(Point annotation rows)
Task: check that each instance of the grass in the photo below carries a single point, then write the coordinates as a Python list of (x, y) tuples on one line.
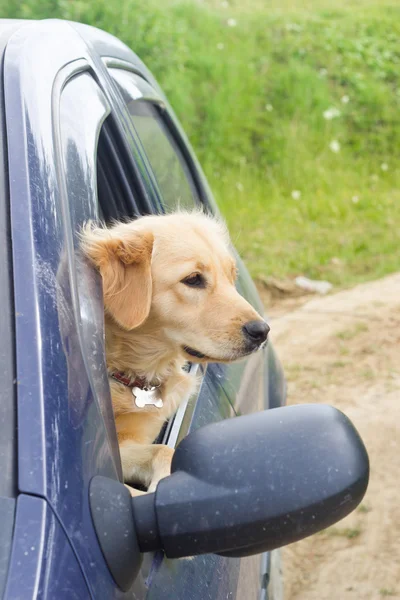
[(251, 81)]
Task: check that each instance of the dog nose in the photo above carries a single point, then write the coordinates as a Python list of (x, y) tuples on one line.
[(256, 331)]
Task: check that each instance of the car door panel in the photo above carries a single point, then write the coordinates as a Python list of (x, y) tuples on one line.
[(66, 433), (37, 534)]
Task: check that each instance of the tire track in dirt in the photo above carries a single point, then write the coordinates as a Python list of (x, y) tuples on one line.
[(344, 350)]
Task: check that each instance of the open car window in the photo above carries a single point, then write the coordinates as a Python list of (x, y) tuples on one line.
[(160, 143)]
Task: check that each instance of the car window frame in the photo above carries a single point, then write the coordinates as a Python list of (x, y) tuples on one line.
[(166, 115)]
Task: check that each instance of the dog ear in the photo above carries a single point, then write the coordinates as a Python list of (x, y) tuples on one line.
[(123, 258)]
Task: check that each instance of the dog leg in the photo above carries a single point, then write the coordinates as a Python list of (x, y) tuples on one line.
[(145, 464)]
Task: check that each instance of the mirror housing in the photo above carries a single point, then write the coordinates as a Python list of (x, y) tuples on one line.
[(253, 483)]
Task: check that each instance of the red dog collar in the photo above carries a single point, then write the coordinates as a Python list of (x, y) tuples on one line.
[(139, 382)]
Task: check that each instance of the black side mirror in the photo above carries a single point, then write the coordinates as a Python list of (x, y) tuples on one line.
[(241, 486)]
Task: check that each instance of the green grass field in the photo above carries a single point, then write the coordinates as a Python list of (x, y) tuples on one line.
[(294, 111)]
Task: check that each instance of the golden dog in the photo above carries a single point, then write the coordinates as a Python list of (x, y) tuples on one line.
[(169, 297)]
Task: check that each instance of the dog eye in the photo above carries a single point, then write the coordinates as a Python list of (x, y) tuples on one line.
[(195, 280)]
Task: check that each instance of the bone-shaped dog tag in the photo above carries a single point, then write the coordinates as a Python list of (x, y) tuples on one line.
[(147, 397)]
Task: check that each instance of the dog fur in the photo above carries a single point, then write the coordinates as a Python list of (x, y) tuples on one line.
[(152, 315)]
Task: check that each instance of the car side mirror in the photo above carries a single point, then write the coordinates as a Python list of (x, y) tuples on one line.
[(239, 487)]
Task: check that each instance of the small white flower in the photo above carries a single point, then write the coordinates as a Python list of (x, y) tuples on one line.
[(334, 146), (293, 27), (331, 113)]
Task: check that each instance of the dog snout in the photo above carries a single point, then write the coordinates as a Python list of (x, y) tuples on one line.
[(256, 332)]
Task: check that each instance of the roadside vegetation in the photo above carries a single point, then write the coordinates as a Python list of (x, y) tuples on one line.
[(294, 111)]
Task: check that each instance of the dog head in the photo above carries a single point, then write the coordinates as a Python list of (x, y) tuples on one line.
[(174, 276)]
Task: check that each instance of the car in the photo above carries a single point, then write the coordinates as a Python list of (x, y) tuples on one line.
[(87, 134)]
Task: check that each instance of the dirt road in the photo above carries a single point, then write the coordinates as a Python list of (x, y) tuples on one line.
[(345, 350)]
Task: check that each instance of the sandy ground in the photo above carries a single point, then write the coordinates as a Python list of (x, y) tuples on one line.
[(344, 350)]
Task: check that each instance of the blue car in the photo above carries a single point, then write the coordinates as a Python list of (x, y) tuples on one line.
[(87, 134)]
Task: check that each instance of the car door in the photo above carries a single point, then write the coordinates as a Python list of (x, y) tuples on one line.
[(226, 390), (56, 112)]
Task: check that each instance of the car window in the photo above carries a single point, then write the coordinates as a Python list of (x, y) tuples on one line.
[(172, 174), (80, 127)]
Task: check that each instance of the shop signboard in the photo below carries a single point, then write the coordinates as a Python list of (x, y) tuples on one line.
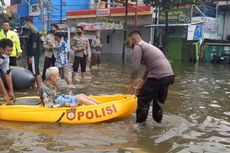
[(177, 15), (103, 12), (195, 32), (211, 25), (100, 26)]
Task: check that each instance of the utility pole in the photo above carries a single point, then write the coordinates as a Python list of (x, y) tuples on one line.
[(125, 30), (136, 17), (61, 11)]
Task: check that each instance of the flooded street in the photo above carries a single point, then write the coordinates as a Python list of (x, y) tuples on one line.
[(196, 116)]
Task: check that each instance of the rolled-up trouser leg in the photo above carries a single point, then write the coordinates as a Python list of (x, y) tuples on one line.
[(142, 110), (145, 97)]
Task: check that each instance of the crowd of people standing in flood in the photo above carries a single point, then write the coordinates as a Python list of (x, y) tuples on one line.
[(56, 54), (152, 87)]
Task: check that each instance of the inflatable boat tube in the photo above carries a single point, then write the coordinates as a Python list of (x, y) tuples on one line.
[(22, 78)]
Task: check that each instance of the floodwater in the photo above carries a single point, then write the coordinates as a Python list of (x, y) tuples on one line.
[(196, 117)]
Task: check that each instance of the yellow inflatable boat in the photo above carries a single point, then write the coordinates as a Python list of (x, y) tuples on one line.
[(110, 107)]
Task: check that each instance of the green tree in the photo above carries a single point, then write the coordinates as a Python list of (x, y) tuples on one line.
[(166, 5)]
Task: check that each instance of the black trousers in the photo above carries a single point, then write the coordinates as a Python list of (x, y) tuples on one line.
[(13, 61), (48, 63), (79, 61), (155, 90)]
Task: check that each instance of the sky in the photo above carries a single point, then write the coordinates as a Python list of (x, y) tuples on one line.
[(7, 2)]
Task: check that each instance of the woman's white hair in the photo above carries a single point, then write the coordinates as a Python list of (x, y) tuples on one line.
[(50, 71)]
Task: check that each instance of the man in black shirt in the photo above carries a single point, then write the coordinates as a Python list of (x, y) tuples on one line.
[(33, 51)]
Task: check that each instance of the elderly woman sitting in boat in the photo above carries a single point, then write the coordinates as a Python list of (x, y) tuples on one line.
[(53, 99)]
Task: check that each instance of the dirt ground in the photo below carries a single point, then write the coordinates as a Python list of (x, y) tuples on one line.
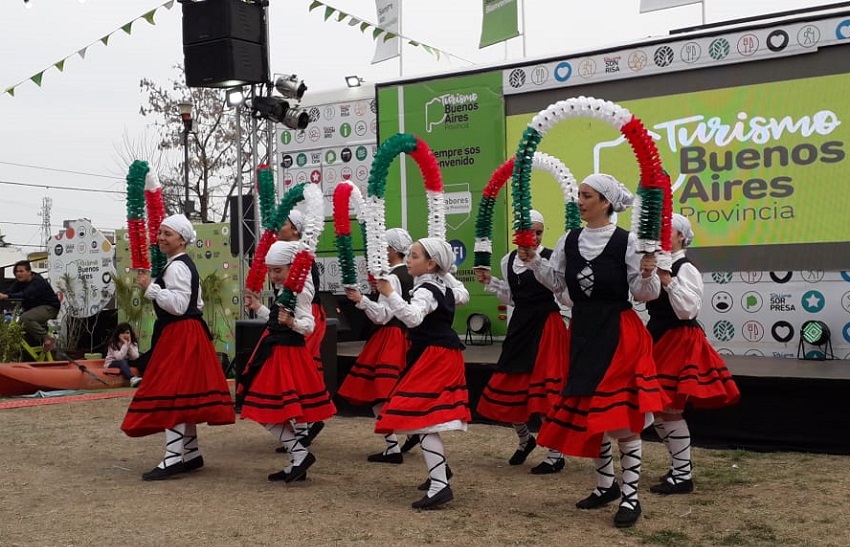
[(69, 477)]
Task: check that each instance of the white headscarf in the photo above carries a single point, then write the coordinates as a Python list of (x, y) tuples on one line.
[(536, 217), (180, 224), (399, 239), (439, 250), (611, 189), (282, 253), (296, 217), (683, 226)]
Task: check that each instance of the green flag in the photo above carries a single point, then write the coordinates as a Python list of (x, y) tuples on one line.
[(499, 23)]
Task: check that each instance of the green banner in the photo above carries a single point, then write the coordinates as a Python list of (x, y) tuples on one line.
[(751, 165), (499, 23), (219, 273), (462, 121)]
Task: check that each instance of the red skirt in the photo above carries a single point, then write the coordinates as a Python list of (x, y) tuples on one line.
[(184, 383), (690, 370), (629, 389), (288, 387), (513, 398), (314, 339), (377, 369), (432, 392)]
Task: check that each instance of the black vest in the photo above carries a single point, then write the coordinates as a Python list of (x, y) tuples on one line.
[(662, 317)]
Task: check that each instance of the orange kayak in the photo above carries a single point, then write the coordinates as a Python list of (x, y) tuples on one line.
[(25, 378)]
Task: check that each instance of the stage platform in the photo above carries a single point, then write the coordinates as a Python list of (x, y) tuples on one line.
[(780, 399)]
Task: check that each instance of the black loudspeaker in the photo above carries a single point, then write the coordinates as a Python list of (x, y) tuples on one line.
[(224, 43), (248, 222)]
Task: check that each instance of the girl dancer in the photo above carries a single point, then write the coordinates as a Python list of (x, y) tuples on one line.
[(380, 364), (689, 369), (530, 372), (611, 388), (431, 397), (184, 384), (281, 385)]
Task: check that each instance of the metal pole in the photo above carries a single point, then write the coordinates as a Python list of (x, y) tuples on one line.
[(186, 168), (239, 213)]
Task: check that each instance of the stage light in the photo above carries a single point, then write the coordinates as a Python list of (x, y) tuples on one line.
[(235, 96), (290, 87), (815, 333), (353, 81), (478, 324)]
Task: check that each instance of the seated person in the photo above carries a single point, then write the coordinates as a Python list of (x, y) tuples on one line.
[(39, 302)]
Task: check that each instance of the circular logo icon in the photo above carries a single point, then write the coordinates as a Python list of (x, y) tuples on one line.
[(539, 75), (721, 278), (812, 301), (777, 40), (812, 276), (691, 52), (638, 60), (752, 331), (748, 44), (724, 330), (750, 278), (752, 301), (718, 49), (781, 277), (782, 331), (663, 56), (721, 302), (808, 36), (563, 71), (516, 78)]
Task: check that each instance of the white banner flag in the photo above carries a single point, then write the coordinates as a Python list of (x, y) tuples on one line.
[(388, 15), (655, 5)]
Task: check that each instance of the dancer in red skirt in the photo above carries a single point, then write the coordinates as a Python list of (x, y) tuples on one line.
[(379, 366), (530, 372), (431, 397), (291, 231), (611, 389), (689, 369), (184, 384), (280, 384)]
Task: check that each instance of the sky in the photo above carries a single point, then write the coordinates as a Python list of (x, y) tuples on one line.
[(69, 132)]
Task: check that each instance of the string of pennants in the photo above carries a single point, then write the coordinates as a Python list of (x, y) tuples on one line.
[(378, 31), (60, 65)]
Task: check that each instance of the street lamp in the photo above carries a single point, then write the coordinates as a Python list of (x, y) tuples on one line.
[(185, 108)]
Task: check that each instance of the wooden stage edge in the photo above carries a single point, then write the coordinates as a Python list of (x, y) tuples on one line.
[(739, 365)]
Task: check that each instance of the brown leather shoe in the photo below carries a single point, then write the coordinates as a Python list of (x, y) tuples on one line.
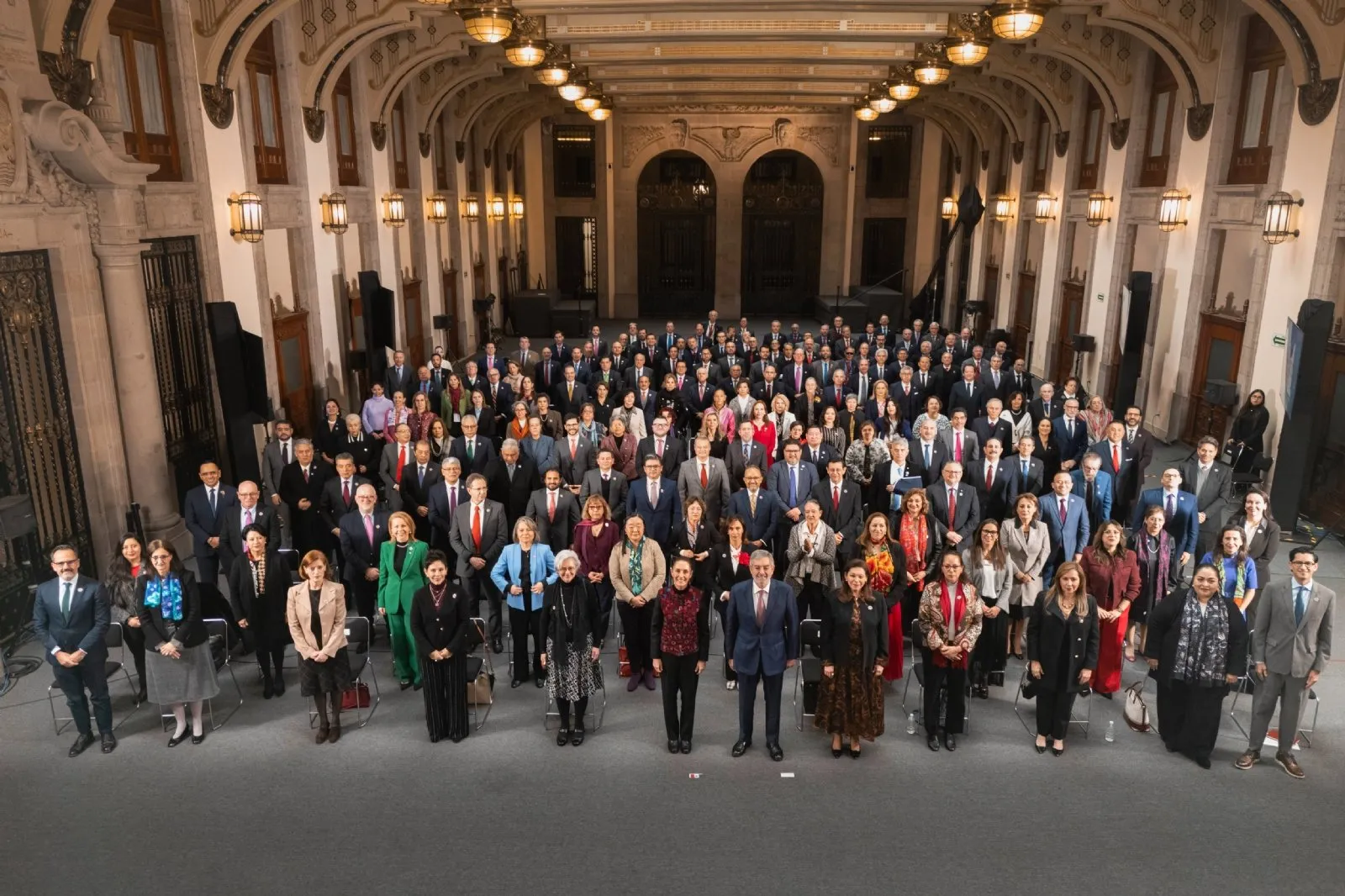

→ Goal of the exercise
Please show every line of the rows above that contains the word "black". Case counts.

→ Expected answer
Task: check that each instance of the black side mirror in the photo above carries a single point, then write the coordinates as a Python list of (x, y) tuples on one line.
Task: check that each instance of the black trousers in the photo above carries a single point, then write the coordinates as a Python list of (x, y) tuples on one line.
Task: check that each instance of the man in black shirt in the photo above carries a single point, then write the coordinates as a Python list of (x, y) tuples on one line.
Task: check that each instance of the black vest in the photo above carries a single point, then write the coordinates as a Python list of (x, y) tuples on one line.
Task: check that each instance of the black loudspeaker in the photo above carries a single point, then write the coordinates as a Python list of (x, y) tuples on one line.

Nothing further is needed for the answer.